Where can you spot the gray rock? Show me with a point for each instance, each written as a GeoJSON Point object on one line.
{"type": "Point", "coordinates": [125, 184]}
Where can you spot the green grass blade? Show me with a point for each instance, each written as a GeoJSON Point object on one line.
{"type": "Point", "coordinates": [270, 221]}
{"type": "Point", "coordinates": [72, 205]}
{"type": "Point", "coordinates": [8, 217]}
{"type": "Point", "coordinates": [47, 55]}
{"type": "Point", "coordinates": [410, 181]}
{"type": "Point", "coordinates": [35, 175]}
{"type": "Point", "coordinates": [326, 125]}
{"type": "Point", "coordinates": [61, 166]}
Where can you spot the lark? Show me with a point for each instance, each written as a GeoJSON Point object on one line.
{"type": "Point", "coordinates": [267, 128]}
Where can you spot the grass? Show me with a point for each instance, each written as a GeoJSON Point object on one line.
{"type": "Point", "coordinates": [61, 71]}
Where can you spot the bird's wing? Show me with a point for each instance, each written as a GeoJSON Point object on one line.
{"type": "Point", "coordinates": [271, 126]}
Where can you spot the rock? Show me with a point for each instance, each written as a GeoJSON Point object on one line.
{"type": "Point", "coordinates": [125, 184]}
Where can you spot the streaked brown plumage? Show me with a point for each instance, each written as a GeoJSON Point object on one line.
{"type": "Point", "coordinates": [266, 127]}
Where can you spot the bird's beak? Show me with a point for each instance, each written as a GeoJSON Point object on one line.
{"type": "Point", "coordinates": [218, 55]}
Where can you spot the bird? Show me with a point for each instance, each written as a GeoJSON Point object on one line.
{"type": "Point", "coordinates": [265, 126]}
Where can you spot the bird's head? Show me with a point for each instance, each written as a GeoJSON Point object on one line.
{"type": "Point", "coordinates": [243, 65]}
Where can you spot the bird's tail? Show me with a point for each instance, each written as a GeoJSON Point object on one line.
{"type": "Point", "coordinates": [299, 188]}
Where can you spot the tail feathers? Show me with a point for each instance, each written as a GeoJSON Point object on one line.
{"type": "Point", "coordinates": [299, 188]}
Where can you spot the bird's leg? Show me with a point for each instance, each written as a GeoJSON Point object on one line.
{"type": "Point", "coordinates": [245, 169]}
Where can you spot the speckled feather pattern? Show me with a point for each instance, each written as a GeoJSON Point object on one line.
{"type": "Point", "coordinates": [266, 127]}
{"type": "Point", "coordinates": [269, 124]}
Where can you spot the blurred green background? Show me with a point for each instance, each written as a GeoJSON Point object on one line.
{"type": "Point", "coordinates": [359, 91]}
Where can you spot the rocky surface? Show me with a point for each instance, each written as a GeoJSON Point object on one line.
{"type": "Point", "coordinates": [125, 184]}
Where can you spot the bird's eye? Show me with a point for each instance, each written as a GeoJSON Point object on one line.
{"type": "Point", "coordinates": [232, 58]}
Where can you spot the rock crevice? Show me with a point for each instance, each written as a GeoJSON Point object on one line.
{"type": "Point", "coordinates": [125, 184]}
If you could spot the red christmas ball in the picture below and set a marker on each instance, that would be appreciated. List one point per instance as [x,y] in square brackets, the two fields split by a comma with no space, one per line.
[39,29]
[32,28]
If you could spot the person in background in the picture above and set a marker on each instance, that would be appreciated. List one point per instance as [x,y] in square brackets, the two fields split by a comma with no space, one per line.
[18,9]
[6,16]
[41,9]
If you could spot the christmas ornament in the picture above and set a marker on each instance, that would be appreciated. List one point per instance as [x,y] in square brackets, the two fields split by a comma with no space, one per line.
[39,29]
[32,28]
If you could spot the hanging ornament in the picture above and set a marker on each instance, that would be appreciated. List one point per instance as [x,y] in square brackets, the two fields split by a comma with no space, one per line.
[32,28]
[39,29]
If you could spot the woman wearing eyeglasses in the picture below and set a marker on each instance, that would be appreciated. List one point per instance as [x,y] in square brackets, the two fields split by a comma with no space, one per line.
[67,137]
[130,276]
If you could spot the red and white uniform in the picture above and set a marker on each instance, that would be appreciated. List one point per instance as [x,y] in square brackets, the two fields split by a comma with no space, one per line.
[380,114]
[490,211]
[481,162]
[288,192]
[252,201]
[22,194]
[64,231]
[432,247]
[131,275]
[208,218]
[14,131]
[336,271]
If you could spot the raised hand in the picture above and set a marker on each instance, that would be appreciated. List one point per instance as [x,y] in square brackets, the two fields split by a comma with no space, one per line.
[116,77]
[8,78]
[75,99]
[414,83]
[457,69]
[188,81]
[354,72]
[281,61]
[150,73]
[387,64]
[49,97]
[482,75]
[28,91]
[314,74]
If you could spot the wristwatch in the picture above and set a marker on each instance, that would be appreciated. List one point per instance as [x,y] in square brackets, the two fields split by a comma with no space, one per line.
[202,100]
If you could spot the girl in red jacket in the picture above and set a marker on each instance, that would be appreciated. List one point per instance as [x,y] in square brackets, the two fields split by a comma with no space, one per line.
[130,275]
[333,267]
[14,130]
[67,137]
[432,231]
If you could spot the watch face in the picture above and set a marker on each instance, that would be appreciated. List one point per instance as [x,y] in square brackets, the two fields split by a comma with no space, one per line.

------------------------------------------------

> Exercise instructions:
Print the whole listing once more, exactly as it stands.

> The answer:
Where can you spot the gray rock? Show me with a point for each instance, each written as a GeoJSON Point object on one line.
{"type": "Point", "coordinates": [125, 184]}
Where can you spot the green grass blade? Show me with a point for each instance, each written as a GeoJSON Point object on one line.
{"type": "Point", "coordinates": [270, 221]}
{"type": "Point", "coordinates": [72, 205]}
{"type": "Point", "coordinates": [8, 217]}
{"type": "Point", "coordinates": [47, 55]}
{"type": "Point", "coordinates": [410, 181]}
{"type": "Point", "coordinates": [35, 175]}
{"type": "Point", "coordinates": [326, 125]}
{"type": "Point", "coordinates": [61, 166]}
Where can you spot the lark? Show me with a point for each instance, each written as a GeoJSON Point object on one line.
{"type": "Point", "coordinates": [267, 128]}
Where can you spot the grass? Show me with a point for each instance, each written as a GeoJSON Point object on one line.
{"type": "Point", "coordinates": [61, 71]}
Where can you spot the bird's wing? Show me with a point for each instance, each written as a GeoJSON Point object on one line.
{"type": "Point", "coordinates": [271, 126]}
Where can you spot the rock? Show me with a point for each instance, each written as a GeoJSON Point object on one line.
{"type": "Point", "coordinates": [125, 184]}
Where can you spot the streaked brown plumage? Show me with a point for each instance, each written as a GeoJSON Point object on one line.
{"type": "Point", "coordinates": [266, 127]}
Where can you spot the bird's beak? Show me with a point for each instance, each written as a GeoJSON Point object on one line.
{"type": "Point", "coordinates": [218, 55]}
Where can you spot the bird? Show me with a point for each instance, each written as a GeoJSON Point object on one line.
{"type": "Point", "coordinates": [265, 126]}
Where can you spot the bird's head? Show me with a point for each instance, each written as a GeoJSON Point object on one line.
{"type": "Point", "coordinates": [243, 65]}
Where can you spot the bird's tail? Show me with a point for each instance, each written as a GeoJSON Point object on one line.
{"type": "Point", "coordinates": [299, 188]}
Where can you spot the tail feathers? Show me with a point for each instance, each written as a GeoJSON Point object on one line.
{"type": "Point", "coordinates": [299, 188]}
Where can you spot the bird's leg? Show me with a point for each instance, each written as a GeoJSON Point object on one line.
{"type": "Point", "coordinates": [245, 169]}
Where can you spot the speckled feather pattern? Show me with a point for each instance, each written as a GeoJSON Point object on one line.
{"type": "Point", "coordinates": [266, 127]}
{"type": "Point", "coordinates": [269, 124]}
Where can you spot the blurred green background? Show me with a point for each instance, each written as a GeoJSON Point object on one line.
{"type": "Point", "coordinates": [359, 91]}
Where can you spot the rocky surface? Show me with a point for each instance, each written as a GeoJSON Point object on one line.
{"type": "Point", "coordinates": [125, 184]}
Where can you spot the bird's eye? Show me with a point for each instance, each written as a GeoJSON Point object on one line.
{"type": "Point", "coordinates": [232, 58]}
Where can you spot the rock crevice? Show me with a point for each instance, each written as a GeoJSON Point object on one line.
{"type": "Point", "coordinates": [125, 184]}
If you could spot the red christmas ball in the picture below and set a marker on each instance, that would be appreciated. List one point per instance as [x,y] in square brackets, the two fields split by a comma with no space, one per line.
[39,29]
[32,28]
If you could spot the person in background in the picture above and set a marker on each instance, that would be appreciated. List one point per instance as [x,y] in square brackets, the two fields split by a comma with no space, one per line.
[18,9]
[6,16]
[41,9]
If you could spot the christmas ornament in the picture above and set a marker on each instance, that would be appreciated. List one point per instance as [x,y] in square brackets, the two fields split by a comma with no space, one per line.
[39,29]
[32,28]
If you could spot the hanging ornament in the picture above and set a marker on each instance, that would be appreciated. List one point per instance as [x,y] in square brackets, the two fields split by a comma with no space, one per line.
[32,28]
[39,29]
If you could spot the woman wearing eyeglasses in the picture below and set a marker on each instance, that would be appreciated. List one point per instance as [x,y] in square brackets, the two fields split by a comma with no space, one per line.
[67,137]
[130,276]
If you could spot the red and white uniform in the picture above and set a marker on each instance, that would be appreciated. List one point per instance as [x,y] in square brackets, the two fields split by a comma with no space, one per line.
[380,114]
[490,211]
[481,162]
[288,192]
[252,201]
[22,194]
[64,231]
[432,247]
[131,275]
[208,218]
[14,131]
[336,271]
If you could spot the raised hand in the picture above and set a marker on each instance, that would be appreciated. List one point per instance as [x,y] in square brackets, the two fields split by a comma with no space, one per line.
[116,77]
[8,78]
[75,99]
[414,83]
[457,69]
[188,81]
[354,72]
[281,61]
[150,73]
[387,64]
[49,97]
[482,75]
[28,91]
[314,74]
If you could spot the wristwatch in the picture above and set a marker on each instance, that would be appreciated. List one point per instance as [x,y] in square brackets, the two fields split by a comma with no space, one per line.
[202,100]
If you could spot the girl in red jacket in the picture above and set a marker on each instance, that would be appreciated. List one point per instance as [x,y] in square brackets, the two fields split by a comma with no space, one per line.
[130,275]
[333,267]
[14,130]
[67,137]
[432,231]
If you could spot the watch face in the picture above and set a marker on each instance, that would be appreciated. List one point per instance as [x,y] in square brackets, the two fields split by a comma with no space, one per line.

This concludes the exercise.